DATA PROVIDED START

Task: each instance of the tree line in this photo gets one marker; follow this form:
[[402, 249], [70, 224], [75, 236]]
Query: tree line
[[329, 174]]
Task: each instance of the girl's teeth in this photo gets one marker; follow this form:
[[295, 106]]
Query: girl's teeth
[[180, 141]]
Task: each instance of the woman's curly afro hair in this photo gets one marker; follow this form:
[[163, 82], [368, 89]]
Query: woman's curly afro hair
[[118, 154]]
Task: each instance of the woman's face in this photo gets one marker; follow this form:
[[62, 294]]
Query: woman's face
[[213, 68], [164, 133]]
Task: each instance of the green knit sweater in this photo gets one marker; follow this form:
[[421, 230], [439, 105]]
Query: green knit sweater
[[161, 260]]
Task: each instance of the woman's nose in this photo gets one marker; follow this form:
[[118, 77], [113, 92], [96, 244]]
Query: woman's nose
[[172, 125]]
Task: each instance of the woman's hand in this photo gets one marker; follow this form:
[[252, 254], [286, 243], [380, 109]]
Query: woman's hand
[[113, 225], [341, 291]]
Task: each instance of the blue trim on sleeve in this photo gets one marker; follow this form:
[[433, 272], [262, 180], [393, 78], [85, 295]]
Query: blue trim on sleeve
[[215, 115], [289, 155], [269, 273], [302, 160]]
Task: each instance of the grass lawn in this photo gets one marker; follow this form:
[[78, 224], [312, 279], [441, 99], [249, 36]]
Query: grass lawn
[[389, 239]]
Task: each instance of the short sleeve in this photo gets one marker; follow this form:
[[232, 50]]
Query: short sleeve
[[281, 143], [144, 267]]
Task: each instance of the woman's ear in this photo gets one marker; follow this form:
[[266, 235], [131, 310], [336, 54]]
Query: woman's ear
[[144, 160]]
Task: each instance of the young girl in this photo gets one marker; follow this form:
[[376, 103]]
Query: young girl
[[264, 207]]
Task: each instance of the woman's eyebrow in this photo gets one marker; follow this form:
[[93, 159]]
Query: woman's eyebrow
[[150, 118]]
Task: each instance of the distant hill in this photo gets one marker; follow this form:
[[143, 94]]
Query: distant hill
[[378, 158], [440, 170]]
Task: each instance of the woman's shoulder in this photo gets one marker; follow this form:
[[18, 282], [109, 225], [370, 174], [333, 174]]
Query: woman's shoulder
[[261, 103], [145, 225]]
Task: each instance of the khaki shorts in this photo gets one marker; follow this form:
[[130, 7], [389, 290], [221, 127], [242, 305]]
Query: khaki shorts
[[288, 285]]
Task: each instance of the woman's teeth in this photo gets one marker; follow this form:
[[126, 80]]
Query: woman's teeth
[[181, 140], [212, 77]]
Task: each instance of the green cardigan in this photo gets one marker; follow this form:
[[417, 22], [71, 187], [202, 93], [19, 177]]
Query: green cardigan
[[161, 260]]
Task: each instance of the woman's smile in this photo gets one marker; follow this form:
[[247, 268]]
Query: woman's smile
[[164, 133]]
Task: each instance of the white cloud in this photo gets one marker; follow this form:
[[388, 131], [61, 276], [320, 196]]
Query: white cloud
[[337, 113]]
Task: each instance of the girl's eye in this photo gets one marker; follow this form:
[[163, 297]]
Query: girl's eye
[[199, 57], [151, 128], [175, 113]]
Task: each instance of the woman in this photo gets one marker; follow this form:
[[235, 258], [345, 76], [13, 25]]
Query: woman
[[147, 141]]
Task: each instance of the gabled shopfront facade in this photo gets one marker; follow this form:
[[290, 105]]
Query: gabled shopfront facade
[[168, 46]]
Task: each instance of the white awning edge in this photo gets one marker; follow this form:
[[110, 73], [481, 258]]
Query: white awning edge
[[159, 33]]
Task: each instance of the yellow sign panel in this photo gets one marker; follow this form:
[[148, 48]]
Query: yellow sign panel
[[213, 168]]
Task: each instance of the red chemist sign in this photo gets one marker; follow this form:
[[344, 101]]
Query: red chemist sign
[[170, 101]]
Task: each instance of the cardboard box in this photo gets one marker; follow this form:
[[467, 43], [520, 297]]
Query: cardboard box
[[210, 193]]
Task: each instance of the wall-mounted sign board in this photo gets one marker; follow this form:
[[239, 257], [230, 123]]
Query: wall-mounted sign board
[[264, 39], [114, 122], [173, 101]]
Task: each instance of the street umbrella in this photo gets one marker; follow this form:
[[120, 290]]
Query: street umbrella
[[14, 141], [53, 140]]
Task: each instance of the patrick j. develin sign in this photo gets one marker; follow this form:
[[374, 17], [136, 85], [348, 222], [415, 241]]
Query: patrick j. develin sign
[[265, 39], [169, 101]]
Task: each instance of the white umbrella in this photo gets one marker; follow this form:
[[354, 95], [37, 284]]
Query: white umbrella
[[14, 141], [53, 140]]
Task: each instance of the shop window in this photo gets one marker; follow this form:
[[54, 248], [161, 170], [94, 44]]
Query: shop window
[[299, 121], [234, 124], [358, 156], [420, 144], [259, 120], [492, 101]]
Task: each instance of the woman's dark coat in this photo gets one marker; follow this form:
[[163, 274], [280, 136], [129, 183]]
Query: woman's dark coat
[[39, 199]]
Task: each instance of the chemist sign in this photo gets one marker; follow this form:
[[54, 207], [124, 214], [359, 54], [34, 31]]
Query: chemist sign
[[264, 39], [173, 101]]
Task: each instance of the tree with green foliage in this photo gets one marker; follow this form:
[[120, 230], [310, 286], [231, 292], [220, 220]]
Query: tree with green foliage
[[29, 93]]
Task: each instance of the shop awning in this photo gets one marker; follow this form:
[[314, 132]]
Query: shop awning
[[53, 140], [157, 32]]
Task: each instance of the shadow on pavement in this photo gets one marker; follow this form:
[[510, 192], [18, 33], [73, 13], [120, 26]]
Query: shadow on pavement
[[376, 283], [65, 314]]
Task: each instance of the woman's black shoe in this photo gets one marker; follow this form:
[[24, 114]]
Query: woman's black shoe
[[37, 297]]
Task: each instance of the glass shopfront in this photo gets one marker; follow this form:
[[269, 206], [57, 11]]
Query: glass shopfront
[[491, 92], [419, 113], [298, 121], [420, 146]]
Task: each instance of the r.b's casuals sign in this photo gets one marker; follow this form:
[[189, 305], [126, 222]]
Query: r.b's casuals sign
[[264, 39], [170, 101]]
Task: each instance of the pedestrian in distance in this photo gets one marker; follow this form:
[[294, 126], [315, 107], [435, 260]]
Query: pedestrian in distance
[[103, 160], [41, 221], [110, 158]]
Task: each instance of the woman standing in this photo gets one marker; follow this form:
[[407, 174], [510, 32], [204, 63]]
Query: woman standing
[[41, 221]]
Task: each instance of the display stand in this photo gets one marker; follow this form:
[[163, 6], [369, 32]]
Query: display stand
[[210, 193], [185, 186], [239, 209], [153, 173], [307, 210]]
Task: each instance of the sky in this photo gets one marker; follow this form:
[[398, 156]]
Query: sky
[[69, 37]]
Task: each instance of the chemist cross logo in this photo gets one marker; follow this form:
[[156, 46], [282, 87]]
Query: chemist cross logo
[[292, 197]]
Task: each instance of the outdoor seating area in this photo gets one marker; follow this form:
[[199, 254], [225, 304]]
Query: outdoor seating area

DATA PROVIDED END

Among the records above, extract exactly the lines from the line with "Task: each instance of the white umbrella" to the line with "[[54, 248], [161, 170], [94, 44]]", both lines included, and leave out the rest.

* ANSWER FOR THE TASK *
Task: each instance of the white umbrella in this photo gets one marker; follow this form:
[[354, 95], [37, 284]]
Query: white umbrella
[[14, 141], [53, 140]]
Task: each instance of the shop window in this photo gets one marker; follow this form:
[[54, 248], [161, 170], [94, 44]]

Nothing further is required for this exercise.